# Cervelo RS and front wheel rubbing fork...



## MCF (Oct 12, 2006)

Got a new Cervelo RS and it has stock fork, tires, and wheels. When the bike is just sitting there, there is about 1mm of space between the top of the front tire and the fork. When I am on the bike, the tire touches off on the fork once every revolution. It doesn't look like there is a bulge in the tire and I am running 135psig. Loosened skewer and re-tightened, flipped wheel around...no help. Any thoughts?


----------



## bigman (Nov 30, 2004)

Hop in wheel ? Try another wheel see if that is the issue.


----------



## Rollo Tommassi (Feb 5, 2004)

*135psi???*

I'm hoping that is a typo. Stock tire on the RS is the Rubino Pro slick, which is only rated to 130psi.vThat being said, unless you weigh 300lbs, I wouldn't reccomend over 120psi.


----------



## MCF (Oct 12, 2006)

The tire that came on my RS says it is minimum of 130psig to maximum of 160psig...


----------



## Gimme Shoulder (Feb 10, 2004)

*RS tire spec*

I just bought an RS two weeks ago. The current spec is a 25C Vittoria Diamonte Pro Lite, which does specify 130-160psi. I'm only running 120 though - just seems a little more comfortable.

# [Instruction A]
Quote the Cervelo RS thread starting at "## Gimme Shoulder" and ending at "little more comfortable.".
The Cervelo RS thread has no connection to the rows that come after it.

# [Task inputs]
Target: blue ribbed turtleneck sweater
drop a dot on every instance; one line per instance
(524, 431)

--

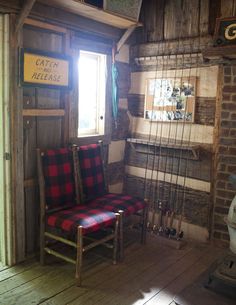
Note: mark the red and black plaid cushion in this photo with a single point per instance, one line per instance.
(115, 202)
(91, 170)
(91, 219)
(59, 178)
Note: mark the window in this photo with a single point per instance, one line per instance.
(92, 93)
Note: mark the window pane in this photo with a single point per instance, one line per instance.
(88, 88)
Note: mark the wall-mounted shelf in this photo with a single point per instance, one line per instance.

...

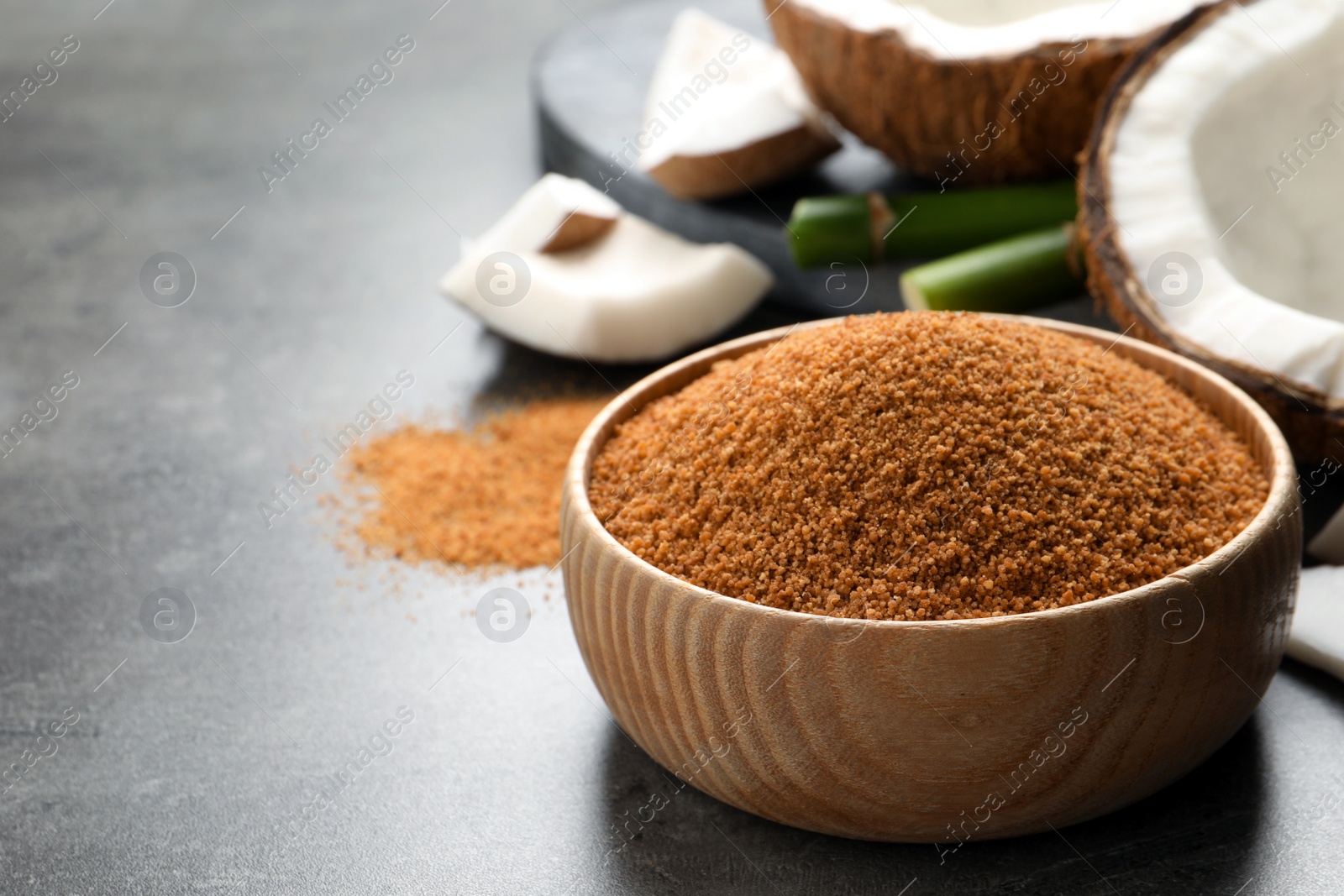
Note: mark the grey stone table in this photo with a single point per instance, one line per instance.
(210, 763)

# [Instruction B]
Which rows contain the word "this"? Show each of them in full.

# [Task result A]
## Gimme Shoulder (Feb 10, 2004)

*RS tire spec*

I just bought an RS two weeks ago. The current spec is a 25C Vittoria Diamonte Pro Lite, which does specify 130-160psi. I'm only running 120 though - just seems a little more comfortable.

# [Task result B]
Note: mark the red and black plaid cushion in this photo with a single point per instance, one line per instance.
Note: mark the window in this photo with a single point per instance, one line per instance.
Note: mark the window pane in this photo with a single point per instance, one line per instance.
Note: mark the wall-mounted shelf in this photo with a single point per instance, one line per instance.
Note: mark the grey stone table in this photo with a single point per instance, one line per instance.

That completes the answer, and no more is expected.